Data START
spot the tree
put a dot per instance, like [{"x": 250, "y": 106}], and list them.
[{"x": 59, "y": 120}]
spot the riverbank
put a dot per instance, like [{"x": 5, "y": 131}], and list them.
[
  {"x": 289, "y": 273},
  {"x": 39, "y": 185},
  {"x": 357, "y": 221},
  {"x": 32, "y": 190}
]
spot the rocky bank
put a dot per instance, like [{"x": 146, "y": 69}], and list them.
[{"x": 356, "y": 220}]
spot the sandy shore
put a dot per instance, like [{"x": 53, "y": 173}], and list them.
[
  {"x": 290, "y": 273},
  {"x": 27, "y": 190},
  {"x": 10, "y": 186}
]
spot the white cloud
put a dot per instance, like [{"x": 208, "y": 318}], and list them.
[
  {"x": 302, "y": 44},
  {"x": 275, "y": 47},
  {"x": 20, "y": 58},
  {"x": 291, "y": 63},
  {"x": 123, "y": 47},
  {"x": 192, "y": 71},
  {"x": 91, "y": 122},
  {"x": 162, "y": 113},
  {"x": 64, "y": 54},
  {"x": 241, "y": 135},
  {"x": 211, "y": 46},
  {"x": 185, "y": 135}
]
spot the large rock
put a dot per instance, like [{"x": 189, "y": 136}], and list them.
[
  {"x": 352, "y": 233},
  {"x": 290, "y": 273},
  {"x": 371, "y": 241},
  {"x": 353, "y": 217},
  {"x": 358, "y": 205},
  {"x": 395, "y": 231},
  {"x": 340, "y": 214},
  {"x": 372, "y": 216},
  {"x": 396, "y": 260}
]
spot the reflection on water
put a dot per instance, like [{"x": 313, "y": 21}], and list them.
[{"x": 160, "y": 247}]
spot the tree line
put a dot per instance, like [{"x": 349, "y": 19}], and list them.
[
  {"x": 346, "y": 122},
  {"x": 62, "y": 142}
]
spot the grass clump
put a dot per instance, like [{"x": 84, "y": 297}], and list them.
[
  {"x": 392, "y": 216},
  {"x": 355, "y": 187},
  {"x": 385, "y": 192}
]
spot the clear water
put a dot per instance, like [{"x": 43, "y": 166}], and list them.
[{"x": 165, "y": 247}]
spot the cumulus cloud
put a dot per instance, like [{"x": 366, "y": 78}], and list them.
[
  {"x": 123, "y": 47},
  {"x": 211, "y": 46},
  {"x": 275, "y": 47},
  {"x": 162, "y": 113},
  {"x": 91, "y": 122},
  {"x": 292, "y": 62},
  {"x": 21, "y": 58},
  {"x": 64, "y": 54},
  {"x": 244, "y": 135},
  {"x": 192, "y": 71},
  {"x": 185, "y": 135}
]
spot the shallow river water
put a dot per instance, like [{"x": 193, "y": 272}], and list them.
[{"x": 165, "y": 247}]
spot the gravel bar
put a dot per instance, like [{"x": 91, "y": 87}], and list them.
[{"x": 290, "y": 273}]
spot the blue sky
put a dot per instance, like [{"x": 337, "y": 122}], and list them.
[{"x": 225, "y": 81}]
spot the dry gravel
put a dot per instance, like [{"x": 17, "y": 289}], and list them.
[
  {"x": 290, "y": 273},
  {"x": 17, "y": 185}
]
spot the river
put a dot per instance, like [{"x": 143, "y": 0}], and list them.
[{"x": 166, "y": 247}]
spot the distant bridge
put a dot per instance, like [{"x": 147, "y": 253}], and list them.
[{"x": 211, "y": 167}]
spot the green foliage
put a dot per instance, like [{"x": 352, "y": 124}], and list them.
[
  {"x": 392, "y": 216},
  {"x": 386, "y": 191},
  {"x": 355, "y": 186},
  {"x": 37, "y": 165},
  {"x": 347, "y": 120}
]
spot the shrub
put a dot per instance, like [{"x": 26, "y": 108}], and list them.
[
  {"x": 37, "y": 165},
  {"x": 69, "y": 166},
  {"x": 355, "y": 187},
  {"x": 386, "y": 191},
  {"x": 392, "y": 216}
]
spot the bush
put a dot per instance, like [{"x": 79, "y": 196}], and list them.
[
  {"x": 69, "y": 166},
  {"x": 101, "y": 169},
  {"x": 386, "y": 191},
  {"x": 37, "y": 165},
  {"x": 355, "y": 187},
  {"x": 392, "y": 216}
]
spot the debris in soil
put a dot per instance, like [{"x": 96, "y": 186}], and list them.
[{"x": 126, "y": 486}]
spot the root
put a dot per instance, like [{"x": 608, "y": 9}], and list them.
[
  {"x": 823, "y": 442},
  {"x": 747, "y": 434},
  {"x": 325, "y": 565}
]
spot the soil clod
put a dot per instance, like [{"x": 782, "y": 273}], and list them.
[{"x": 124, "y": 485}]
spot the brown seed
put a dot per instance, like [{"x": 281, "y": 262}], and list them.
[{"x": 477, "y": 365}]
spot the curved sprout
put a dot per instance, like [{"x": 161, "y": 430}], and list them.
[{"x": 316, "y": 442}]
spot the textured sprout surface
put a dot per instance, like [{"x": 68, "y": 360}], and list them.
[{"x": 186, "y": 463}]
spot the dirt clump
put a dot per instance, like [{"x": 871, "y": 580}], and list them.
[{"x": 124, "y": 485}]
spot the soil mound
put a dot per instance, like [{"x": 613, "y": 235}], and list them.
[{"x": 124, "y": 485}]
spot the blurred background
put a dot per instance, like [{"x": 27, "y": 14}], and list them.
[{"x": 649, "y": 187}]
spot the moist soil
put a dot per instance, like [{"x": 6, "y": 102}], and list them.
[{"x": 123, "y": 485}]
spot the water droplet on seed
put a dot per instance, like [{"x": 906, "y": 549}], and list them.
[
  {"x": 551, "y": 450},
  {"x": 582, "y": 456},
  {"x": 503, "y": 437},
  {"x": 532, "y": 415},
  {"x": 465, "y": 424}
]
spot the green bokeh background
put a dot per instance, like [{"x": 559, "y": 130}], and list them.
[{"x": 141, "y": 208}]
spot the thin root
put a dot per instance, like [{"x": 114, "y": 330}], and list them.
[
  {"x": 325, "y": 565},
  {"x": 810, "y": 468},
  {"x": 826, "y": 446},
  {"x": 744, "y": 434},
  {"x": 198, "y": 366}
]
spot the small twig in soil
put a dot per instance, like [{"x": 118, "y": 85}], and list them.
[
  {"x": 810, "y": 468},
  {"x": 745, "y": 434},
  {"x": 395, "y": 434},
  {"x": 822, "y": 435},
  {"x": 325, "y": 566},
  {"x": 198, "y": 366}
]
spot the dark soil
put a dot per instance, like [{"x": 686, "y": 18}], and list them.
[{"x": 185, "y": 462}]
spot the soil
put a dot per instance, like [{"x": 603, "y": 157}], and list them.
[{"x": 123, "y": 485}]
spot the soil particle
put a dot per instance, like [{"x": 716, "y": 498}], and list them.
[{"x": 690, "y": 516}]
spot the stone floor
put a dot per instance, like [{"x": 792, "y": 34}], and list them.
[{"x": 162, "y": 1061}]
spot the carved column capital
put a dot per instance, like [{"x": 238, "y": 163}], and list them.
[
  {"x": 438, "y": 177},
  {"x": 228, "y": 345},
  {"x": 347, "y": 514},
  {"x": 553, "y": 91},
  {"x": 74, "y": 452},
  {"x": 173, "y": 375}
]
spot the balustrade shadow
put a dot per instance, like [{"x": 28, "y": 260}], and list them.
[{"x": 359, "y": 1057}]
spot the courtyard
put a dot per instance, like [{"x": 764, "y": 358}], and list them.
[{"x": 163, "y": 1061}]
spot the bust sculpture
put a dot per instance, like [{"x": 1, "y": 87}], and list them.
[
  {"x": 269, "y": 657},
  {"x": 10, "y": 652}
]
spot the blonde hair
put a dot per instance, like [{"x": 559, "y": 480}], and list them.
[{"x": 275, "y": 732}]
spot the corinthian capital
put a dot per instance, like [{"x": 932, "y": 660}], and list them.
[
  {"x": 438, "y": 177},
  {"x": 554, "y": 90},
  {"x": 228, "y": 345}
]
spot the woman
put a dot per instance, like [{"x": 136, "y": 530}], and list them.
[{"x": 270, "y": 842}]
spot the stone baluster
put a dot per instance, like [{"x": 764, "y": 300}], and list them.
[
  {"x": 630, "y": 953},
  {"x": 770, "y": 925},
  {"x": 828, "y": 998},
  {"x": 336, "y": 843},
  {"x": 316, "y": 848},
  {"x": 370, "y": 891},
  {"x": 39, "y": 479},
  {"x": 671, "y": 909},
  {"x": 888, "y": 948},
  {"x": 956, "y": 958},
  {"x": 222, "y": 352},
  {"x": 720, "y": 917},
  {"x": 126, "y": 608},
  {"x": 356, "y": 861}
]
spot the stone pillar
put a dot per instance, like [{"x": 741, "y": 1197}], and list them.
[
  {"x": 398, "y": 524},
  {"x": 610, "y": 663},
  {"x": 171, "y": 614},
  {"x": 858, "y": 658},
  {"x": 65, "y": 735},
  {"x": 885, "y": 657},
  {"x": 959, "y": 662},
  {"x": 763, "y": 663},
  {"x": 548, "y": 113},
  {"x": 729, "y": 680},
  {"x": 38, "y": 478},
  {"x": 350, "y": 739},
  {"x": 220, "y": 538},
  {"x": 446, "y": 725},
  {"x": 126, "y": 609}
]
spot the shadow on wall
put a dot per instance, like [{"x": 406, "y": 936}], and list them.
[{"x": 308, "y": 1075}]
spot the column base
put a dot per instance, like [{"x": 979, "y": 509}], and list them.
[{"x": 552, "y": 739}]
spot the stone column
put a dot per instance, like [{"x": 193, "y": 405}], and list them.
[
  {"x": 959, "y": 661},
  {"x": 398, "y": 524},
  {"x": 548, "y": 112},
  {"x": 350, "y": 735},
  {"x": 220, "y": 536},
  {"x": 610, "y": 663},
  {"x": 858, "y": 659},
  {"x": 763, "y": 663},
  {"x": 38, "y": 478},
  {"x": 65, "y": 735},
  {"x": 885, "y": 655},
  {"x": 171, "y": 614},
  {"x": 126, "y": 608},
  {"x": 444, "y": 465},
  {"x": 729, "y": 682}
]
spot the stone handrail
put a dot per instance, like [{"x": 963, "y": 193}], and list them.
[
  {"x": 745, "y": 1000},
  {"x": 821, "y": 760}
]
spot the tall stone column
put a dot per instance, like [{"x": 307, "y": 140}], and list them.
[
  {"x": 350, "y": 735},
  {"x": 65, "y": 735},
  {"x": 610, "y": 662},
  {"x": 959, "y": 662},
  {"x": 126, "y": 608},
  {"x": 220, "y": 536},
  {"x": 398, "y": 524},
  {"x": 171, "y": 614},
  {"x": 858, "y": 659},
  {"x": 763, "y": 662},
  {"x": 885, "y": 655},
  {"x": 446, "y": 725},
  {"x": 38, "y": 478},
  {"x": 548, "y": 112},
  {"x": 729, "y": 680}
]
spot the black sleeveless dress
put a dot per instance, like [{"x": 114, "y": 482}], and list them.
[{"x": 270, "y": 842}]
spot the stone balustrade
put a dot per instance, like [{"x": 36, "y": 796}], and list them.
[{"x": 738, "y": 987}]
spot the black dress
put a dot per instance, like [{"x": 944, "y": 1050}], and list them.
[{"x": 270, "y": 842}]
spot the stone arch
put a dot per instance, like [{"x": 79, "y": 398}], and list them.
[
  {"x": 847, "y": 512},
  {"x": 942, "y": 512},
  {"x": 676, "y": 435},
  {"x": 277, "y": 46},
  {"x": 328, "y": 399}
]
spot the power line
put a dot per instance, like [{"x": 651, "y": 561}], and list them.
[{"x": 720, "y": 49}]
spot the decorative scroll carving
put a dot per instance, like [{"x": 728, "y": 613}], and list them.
Data END
Give again, exactly as written, every line from the first one above through the line that has "spot the sandy shore" in it.

spot the tree
put a dot per instance, like [{"x": 250, "y": 106}], and list them.
[{"x": 59, "y": 120}]
spot the riverbank
put a dot per instance, like [{"x": 5, "y": 131}], and list them.
[
  {"x": 289, "y": 273},
  {"x": 39, "y": 185},
  {"x": 357, "y": 221},
  {"x": 32, "y": 190}
]
spot the rocky bank
put a dot per instance, like [{"x": 146, "y": 69}], and list them.
[{"x": 356, "y": 220}]
spot the sandy shore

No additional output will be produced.